- The task
With the pictures omitted, transcribe each line below exactly as it is.

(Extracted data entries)
<<<<
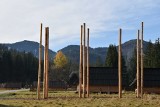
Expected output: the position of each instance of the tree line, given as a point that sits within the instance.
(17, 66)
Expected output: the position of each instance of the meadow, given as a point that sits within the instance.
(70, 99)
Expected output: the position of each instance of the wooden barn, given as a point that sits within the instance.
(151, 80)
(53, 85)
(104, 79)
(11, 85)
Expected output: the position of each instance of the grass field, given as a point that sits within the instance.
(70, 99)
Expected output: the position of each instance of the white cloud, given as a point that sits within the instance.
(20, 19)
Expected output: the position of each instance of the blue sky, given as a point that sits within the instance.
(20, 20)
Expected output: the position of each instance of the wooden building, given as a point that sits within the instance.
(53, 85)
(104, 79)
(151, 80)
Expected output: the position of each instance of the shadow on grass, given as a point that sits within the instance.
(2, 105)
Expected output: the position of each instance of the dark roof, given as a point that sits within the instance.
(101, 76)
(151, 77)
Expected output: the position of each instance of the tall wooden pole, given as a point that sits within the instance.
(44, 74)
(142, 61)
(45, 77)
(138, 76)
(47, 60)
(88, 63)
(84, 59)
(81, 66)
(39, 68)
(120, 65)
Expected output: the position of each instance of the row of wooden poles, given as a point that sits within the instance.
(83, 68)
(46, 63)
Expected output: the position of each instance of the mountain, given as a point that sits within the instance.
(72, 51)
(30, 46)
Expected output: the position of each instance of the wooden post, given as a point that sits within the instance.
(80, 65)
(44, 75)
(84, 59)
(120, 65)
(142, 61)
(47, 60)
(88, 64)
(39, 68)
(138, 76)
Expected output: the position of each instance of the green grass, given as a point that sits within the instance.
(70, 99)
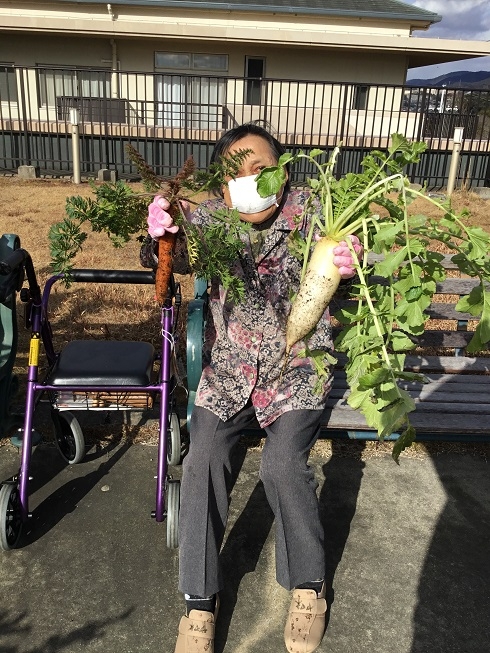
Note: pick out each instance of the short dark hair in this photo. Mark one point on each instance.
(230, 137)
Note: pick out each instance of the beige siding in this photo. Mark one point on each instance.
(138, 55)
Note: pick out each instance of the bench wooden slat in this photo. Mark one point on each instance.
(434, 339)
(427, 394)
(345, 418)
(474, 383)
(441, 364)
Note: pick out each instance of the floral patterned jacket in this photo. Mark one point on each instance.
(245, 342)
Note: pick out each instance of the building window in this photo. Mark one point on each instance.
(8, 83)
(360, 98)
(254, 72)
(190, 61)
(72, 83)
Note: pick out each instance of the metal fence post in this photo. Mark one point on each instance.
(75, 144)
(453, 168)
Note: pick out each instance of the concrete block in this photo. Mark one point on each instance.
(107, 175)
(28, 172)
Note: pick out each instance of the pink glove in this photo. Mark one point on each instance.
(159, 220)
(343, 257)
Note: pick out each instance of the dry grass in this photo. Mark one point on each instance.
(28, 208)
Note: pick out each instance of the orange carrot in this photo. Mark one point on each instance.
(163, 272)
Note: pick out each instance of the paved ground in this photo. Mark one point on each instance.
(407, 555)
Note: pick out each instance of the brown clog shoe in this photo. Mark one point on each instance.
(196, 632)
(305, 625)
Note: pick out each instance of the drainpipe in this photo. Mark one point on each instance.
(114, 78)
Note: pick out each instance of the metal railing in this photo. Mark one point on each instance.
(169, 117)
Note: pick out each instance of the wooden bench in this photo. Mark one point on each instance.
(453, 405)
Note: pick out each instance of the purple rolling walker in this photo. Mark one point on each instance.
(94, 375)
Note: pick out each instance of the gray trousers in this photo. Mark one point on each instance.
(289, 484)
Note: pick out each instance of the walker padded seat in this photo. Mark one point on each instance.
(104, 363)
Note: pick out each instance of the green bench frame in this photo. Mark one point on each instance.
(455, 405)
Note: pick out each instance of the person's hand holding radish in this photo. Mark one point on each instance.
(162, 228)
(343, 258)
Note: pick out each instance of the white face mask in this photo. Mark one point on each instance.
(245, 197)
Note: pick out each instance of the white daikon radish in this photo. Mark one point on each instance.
>>>>
- Result for this task
Expected output: the position of each instance of the tree line, given as a point that sits within the instance.
(17, 66)
Expected output: the position of each instance of the meadow, given as a point that sits within the instance.
(70, 99)
Expected output: the position of each instance of the wooden barn, given as a point that sits within the instance.
(151, 80)
(53, 85)
(104, 79)
(11, 85)
Expected output: the position of each instance of the grass field, given as a point that sits within the instance.
(70, 99)
Expected output: the position of each instance of the white cloud, given as a point that sits within the instance.
(20, 19)
Expected output: the position of each instance of the blue sky, given as a point that sits within the instance.
(20, 20)
Expected output: the position of each instance of the wooden building, given as a point that sits within the instance.
(53, 85)
(104, 79)
(151, 80)
Expected output: the position of each instance of the shadow on grass, given as a point that sits within the instance.
(2, 105)
Expected output: the position of each instance of the dark roof, given as a point that sits within the instance.
(101, 76)
(151, 77)
Expected output: the position of each instance of the tall wooden pole, given as a point that sits within the instance.
(44, 74)
(142, 61)
(45, 77)
(138, 76)
(47, 60)
(88, 63)
(84, 59)
(81, 66)
(39, 68)
(120, 65)
Expected output: the position of each instance of the row of wooden poles, given as a point that sits within the instance.
(83, 68)
(46, 63)
Expected output: the position of each instance of the mountain, given as a point that sits within the instance.
(72, 51)
(30, 46)
Expected output: the position of each instance of the wooden post, given as a point that sits within the instance.
(80, 65)
(44, 75)
(84, 59)
(120, 65)
(142, 61)
(47, 60)
(88, 64)
(39, 68)
(138, 76)
Expected output: the position of each instance of the green grass, given as a point that sits within the instance.
(70, 99)
Note: pick out each instance of the short dark hair in this photo. Mark one point on each instance.
(230, 137)
Note: pick out each instance of the beige siding in this photo. Mark one point on each instance.
(138, 55)
Note: pick out each instance of the bench wooden slat in this photo. Mark one point on each instance.
(434, 339)
(427, 394)
(345, 418)
(474, 383)
(441, 364)
Note: pick out each instance of the floral patterned jacket in this photo. Mark one point on each instance.
(245, 342)
Note: pick out each instance of the building window in this photo. Mark one point on each instance.
(8, 83)
(360, 98)
(254, 72)
(190, 61)
(72, 83)
Note: pick out each instance of the metal fence post in this photo. Mark one point on each instance.
(75, 144)
(453, 168)
Note: pick out each instance of the concrete block in this photo. Mark one point on each instance.
(107, 175)
(28, 172)
Note: pick out each instance of the pink glove in this photo. Mark one point on each instance.
(159, 220)
(343, 257)
Note: pick out each instance of the dry grass in this photo. Mark one point on each instance.
(28, 208)
Note: pick out each instance of the orange carrot in this photo. Mark one point on each instance.
(163, 272)
Note: pick out each instance of the paved ground in this photo. Mark one point on each instance.
(407, 555)
Note: pick out each instance of the brown clog shoe in this photo. Mark one point on each instance.
(196, 632)
(305, 625)
Note: pick out each instance of the drainpipe in this photo. Mark one point on each instance.
(114, 78)
Note: pick out each instance of the metal railing in this photo. Mark one point on each instance.
(169, 117)
Note: pick out each instance of the wooden bench in this photo. Mark one point on each instance.
(453, 405)
Note: pick out each instance of the purple rolling walker in this photo. Mark one point on each instance.
(94, 375)
Note: pick out each instance of the gray trousers in this photo. Mark one point on each instance.
(289, 484)
Note: pick out each instance of the walker padded seat in this photo. Mark one point on each instance.
(104, 363)
Note: pick out each instance of the green bench frame in this photo. Mark one point on each instance.
(455, 405)
Note: pick out each instance of the person's hand holding radish in this photo. Mark one point on each instance.
(162, 228)
(343, 258)
Note: pick out each instance of the white face mask in this photo. Mark one point on each instance.
(245, 197)
Note: pick out each instance of the white daikon radish in this photo. Mark one point on each instance.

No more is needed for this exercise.